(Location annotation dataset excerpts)
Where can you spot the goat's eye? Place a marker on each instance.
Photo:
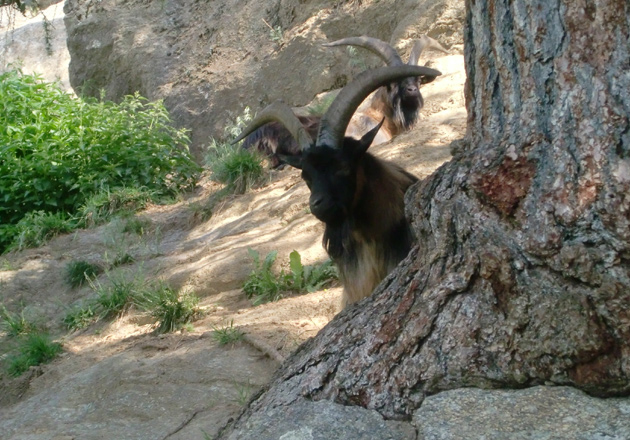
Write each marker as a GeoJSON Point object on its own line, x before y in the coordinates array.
{"type": "Point", "coordinates": [343, 173]}
{"type": "Point", "coordinates": [306, 179]}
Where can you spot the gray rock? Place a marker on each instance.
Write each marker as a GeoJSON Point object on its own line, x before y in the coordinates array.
{"type": "Point", "coordinates": [541, 413]}
{"type": "Point", "coordinates": [323, 420]}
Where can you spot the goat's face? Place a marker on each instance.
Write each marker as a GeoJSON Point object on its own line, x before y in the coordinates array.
{"type": "Point", "coordinates": [331, 175]}
{"type": "Point", "coordinates": [406, 100]}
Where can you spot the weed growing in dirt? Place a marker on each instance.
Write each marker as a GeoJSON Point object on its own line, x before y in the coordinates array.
{"type": "Point", "coordinates": [33, 349]}
{"type": "Point", "coordinates": [78, 272]}
{"type": "Point", "coordinates": [7, 265]}
{"type": "Point", "coordinates": [227, 335]}
{"type": "Point", "coordinates": [102, 206]}
{"type": "Point", "coordinates": [15, 324]}
{"type": "Point", "coordinates": [38, 227]}
{"type": "Point", "coordinates": [137, 225]}
{"type": "Point", "coordinates": [235, 167]}
{"type": "Point", "coordinates": [263, 285]}
{"type": "Point", "coordinates": [243, 393]}
{"type": "Point", "coordinates": [80, 317]}
{"type": "Point", "coordinates": [171, 309]}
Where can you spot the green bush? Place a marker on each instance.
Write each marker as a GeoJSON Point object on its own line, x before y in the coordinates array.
{"type": "Point", "coordinates": [56, 151]}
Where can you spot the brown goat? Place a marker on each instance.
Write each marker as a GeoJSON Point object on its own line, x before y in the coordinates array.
{"type": "Point", "coordinates": [398, 102]}
{"type": "Point", "coordinates": [359, 197]}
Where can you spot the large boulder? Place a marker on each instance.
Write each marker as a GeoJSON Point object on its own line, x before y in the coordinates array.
{"type": "Point", "coordinates": [210, 60]}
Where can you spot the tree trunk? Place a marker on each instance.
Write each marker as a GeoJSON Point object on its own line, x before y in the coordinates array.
{"type": "Point", "coordinates": [521, 272]}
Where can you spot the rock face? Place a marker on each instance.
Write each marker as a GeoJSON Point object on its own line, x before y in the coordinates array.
{"type": "Point", "coordinates": [210, 60]}
{"type": "Point", "coordinates": [534, 413]}
{"type": "Point", "coordinates": [34, 44]}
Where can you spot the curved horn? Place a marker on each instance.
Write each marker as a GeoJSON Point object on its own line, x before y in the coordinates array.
{"type": "Point", "coordinates": [379, 47]}
{"type": "Point", "coordinates": [335, 121]}
{"type": "Point", "coordinates": [280, 112]}
{"type": "Point", "coordinates": [422, 43]}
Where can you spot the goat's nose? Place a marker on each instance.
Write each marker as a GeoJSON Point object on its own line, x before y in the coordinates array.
{"type": "Point", "coordinates": [316, 201]}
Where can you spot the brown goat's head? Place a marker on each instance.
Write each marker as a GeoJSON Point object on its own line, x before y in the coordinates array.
{"type": "Point", "coordinates": [400, 100]}
{"type": "Point", "coordinates": [330, 164]}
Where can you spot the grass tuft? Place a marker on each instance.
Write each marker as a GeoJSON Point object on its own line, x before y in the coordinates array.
{"type": "Point", "coordinates": [227, 335]}
{"type": "Point", "coordinates": [264, 285]}
{"type": "Point", "coordinates": [80, 271]}
{"type": "Point", "coordinates": [34, 349]}
{"type": "Point", "coordinates": [171, 310]}
{"type": "Point", "coordinates": [15, 324]}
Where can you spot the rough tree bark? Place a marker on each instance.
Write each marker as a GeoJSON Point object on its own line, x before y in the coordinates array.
{"type": "Point", "coordinates": [521, 274]}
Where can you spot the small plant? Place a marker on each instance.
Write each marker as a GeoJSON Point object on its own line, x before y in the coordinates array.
{"type": "Point", "coordinates": [104, 205]}
{"type": "Point", "coordinates": [239, 169]}
{"type": "Point", "coordinates": [38, 227]}
{"type": "Point", "coordinates": [263, 285]}
{"type": "Point", "coordinates": [115, 298]}
{"type": "Point", "coordinates": [80, 271]}
{"type": "Point", "coordinates": [227, 335]}
{"type": "Point", "coordinates": [34, 349]}
{"type": "Point", "coordinates": [171, 309]}
{"type": "Point", "coordinates": [137, 225]}
{"type": "Point", "coordinates": [276, 34]}
{"type": "Point", "coordinates": [80, 317]}
{"type": "Point", "coordinates": [200, 212]}
{"type": "Point", "coordinates": [7, 265]}
{"type": "Point", "coordinates": [243, 393]}
{"type": "Point", "coordinates": [15, 324]}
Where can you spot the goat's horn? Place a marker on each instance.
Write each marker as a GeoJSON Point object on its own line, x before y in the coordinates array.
{"type": "Point", "coordinates": [335, 120]}
{"type": "Point", "coordinates": [379, 47]}
{"type": "Point", "coordinates": [279, 112]}
{"type": "Point", "coordinates": [422, 43]}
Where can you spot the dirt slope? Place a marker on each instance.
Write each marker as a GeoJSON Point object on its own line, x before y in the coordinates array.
{"type": "Point", "coordinates": [119, 380]}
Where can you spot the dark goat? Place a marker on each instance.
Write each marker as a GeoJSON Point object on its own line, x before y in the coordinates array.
{"type": "Point", "coordinates": [398, 102]}
{"type": "Point", "coordinates": [358, 196]}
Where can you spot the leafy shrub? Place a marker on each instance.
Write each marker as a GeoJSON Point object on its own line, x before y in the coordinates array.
{"type": "Point", "coordinates": [102, 206]}
{"type": "Point", "coordinates": [38, 227]}
{"type": "Point", "coordinates": [56, 151]}
{"type": "Point", "coordinates": [263, 285]}
{"type": "Point", "coordinates": [35, 349]}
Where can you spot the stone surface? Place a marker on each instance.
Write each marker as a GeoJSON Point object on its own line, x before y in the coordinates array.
{"type": "Point", "coordinates": [541, 413]}
{"type": "Point", "coordinates": [307, 420]}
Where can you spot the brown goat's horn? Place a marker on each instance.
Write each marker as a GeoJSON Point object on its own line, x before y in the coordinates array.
{"type": "Point", "coordinates": [422, 43]}
{"type": "Point", "coordinates": [335, 120]}
{"type": "Point", "coordinates": [379, 47]}
{"type": "Point", "coordinates": [279, 112]}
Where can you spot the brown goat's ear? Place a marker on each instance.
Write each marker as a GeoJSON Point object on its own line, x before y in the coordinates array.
{"type": "Point", "coordinates": [367, 138]}
{"type": "Point", "coordinates": [294, 161]}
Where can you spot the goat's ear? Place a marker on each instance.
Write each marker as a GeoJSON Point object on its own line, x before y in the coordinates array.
{"type": "Point", "coordinates": [294, 161]}
{"type": "Point", "coordinates": [368, 137]}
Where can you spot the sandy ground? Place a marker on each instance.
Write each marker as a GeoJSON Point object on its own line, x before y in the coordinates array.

§ **Do this**
Return each line of the data, keeping its wording exact and omitting pictures.

§ **Reply**
Where can you spot the goat's eye? Place a marker on each instance.
Photo:
Write each marker as a GeoJSON Point object on its own line, x before y in the coordinates array.
{"type": "Point", "coordinates": [343, 173]}
{"type": "Point", "coordinates": [306, 179]}
Where can you spot the gray rock? Place a marker on each instance.
Write each marker as a GeoJSON Point object on its own line, x before y in the coordinates array.
{"type": "Point", "coordinates": [541, 413]}
{"type": "Point", "coordinates": [323, 420]}
Where can you spot the goat's face? Place a marker on each instance.
Write each marker as a GeoJSON Point object on its own line, x before y in the coordinates array.
{"type": "Point", "coordinates": [331, 175]}
{"type": "Point", "coordinates": [406, 100]}
Where can you spot the weed growing in dirt? Place a marker on each instance.
Write each marker as a GeoJSON Point object on its own line, x before y in the coordinates array.
{"type": "Point", "coordinates": [33, 349]}
{"type": "Point", "coordinates": [78, 272]}
{"type": "Point", "coordinates": [7, 265]}
{"type": "Point", "coordinates": [227, 335]}
{"type": "Point", "coordinates": [102, 206]}
{"type": "Point", "coordinates": [15, 324]}
{"type": "Point", "coordinates": [38, 227]}
{"type": "Point", "coordinates": [137, 225]}
{"type": "Point", "coordinates": [235, 167]}
{"type": "Point", "coordinates": [263, 285]}
{"type": "Point", "coordinates": [243, 393]}
{"type": "Point", "coordinates": [80, 317]}
{"type": "Point", "coordinates": [171, 309]}
Where can you spot the green bush? Place a marker on each instance.
Write each marker as a GeoJSON Point object on its own line, x before y in the coordinates array.
{"type": "Point", "coordinates": [56, 151]}
Where can you spot the brown goat? Place a marker on each instance.
Write each marker as a GeoJSON Point object on its own line, x before y in the coordinates array.
{"type": "Point", "coordinates": [398, 102]}
{"type": "Point", "coordinates": [359, 197]}
Where can you spot the large boulder? Place a marker on each instance.
Write each marker as a GeoJSON Point object on its own line, x before y in the coordinates array.
{"type": "Point", "coordinates": [210, 60]}
Where can you spot the tree trunk? Place a marker on each instance.
Write each marker as a GeoJSON Point object on its own line, x before y in the coordinates array.
{"type": "Point", "coordinates": [521, 272]}
Where can you spot the rock face? Place a marker on each instance.
Write each marker as a GeoJSON Point object on its own line, x before y in the coordinates array.
{"type": "Point", "coordinates": [210, 60]}
{"type": "Point", "coordinates": [534, 413]}
{"type": "Point", "coordinates": [34, 44]}
Where can you spot the curved horn? Place a marker on each instance.
Write each marker as a GeoJSON Point object on its own line, x before y in the coordinates array.
{"type": "Point", "coordinates": [379, 47]}
{"type": "Point", "coordinates": [335, 121]}
{"type": "Point", "coordinates": [280, 112]}
{"type": "Point", "coordinates": [422, 43]}
Where can you spot the goat's nose? Place a marker on each instance.
Write each marker as a GeoJSON Point object on its own line, x before y in the coordinates array.
{"type": "Point", "coordinates": [316, 201]}
Where can you spot the brown goat's head? Place a marker on each instance.
Write each marker as a GeoJSON Point object on its own line, x before y in the coordinates array.
{"type": "Point", "coordinates": [400, 100]}
{"type": "Point", "coordinates": [330, 164]}
Where can you spot the grass tuft? Place a marker on each instance.
Write each marker as a GeoJSON Point object on its own line, x before y in the coordinates array.
{"type": "Point", "coordinates": [227, 335]}
{"type": "Point", "coordinates": [264, 285]}
{"type": "Point", "coordinates": [80, 271]}
{"type": "Point", "coordinates": [34, 349]}
{"type": "Point", "coordinates": [171, 310]}
{"type": "Point", "coordinates": [15, 324]}
Where can you spot the rough tree bark? Place a marker on each instance.
Write each marker as a GeoJSON Point object on its own line, x before y in the coordinates array.
{"type": "Point", "coordinates": [521, 274]}
Where can you spot the small plant? Place a marker on each instance.
Write each marker as a GeoJSON Point object on its own line, x before y in the coordinates array.
{"type": "Point", "coordinates": [104, 205]}
{"type": "Point", "coordinates": [239, 169]}
{"type": "Point", "coordinates": [38, 227]}
{"type": "Point", "coordinates": [263, 285]}
{"type": "Point", "coordinates": [115, 298]}
{"type": "Point", "coordinates": [80, 271]}
{"type": "Point", "coordinates": [227, 335]}
{"type": "Point", "coordinates": [34, 349]}
{"type": "Point", "coordinates": [171, 309]}
{"type": "Point", "coordinates": [137, 225]}
{"type": "Point", "coordinates": [276, 34]}
{"type": "Point", "coordinates": [80, 317]}
{"type": "Point", "coordinates": [200, 212]}
{"type": "Point", "coordinates": [7, 265]}
{"type": "Point", "coordinates": [243, 393]}
{"type": "Point", "coordinates": [15, 324]}
Where can you spot the goat's horn? Place a marker on each instance.
Write each marker as a GeoJSON Point object on its own line, x before y in the coordinates array.
{"type": "Point", "coordinates": [335, 120]}
{"type": "Point", "coordinates": [379, 47]}
{"type": "Point", "coordinates": [279, 112]}
{"type": "Point", "coordinates": [422, 43]}
Where can you spot the dirt slope? Place a marker on each instance.
Write each marker as a GeoJSON Point object on its own line, x before y in the coordinates array.
{"type": "Point", "coordinates": [119, 380]}
Where can you spot the dark goat? Place a marker on each instance.
Write each marker as a GeoJSON Point object on its own line, x before y in the coordinates array.
{"type": "Point", "coordinates": [398, 102]}
{"type": "Point", "coordinates": [358, 196]}
Where can you spot the leafy shrub? Place a marker on each instance.
Write each marker as a GeoJSON Point object on its own line, x before y in the coordinates array.
{"type": "Point", "coordinates": [102, 206]}
{"type": "Point", "coordinates": [38, 227]}
{"type": "Point", "coordinates": [56, 151]}
{"type": "Point", "coordinates": [263, 285]}
{"type": "Point", "coordinates": [35, 349]}
Where can you spot the stone surface? Place a marker on each instance.
Write each marker as a GeoJSON Point object on its own line, x before y in the coordinates array.
{"type": "Point", "coordinates": [541, 413]}
{"type": "Point", "coordinates": [307, 420]}
Where can you spot the brown goat's horn? Place a marker on each instance.
Write each marker as a GeoJSON Point object on its own line, x before y in the coordinates array.
{"type": "Point", "coordinates": [422, 43]}
{"type": "Point", "coordinates": [335, 120]}
{"type": "Point", "coordinates": [379, 47]}
{"type": "Point", "coordinates": [279, 112]}
Where can you spot the brown goat's ear? Place a marker on each instance.
Write each marker as a GeoJSON Point object on its own line, x before y in the coordinates array.
{"type": "Point", "coordinates": [367, 138]}
{"type": "Point", "coordinates": [294, 161]}
Where can you spot the goat's ear? Place a marker on each instance.
Write each marker as a GeoJSON Point object on its own line, x before y in the coordinates array.
{"type": "Point", "coordinates": [294, 161]}
{"type": "Point", "coordinates": [368, 137]}
Where can you spot the sandy ground? Place a marker on each instance.
Write each marker as a GeoJSON Point object on its own line, x before y in the coordinates array.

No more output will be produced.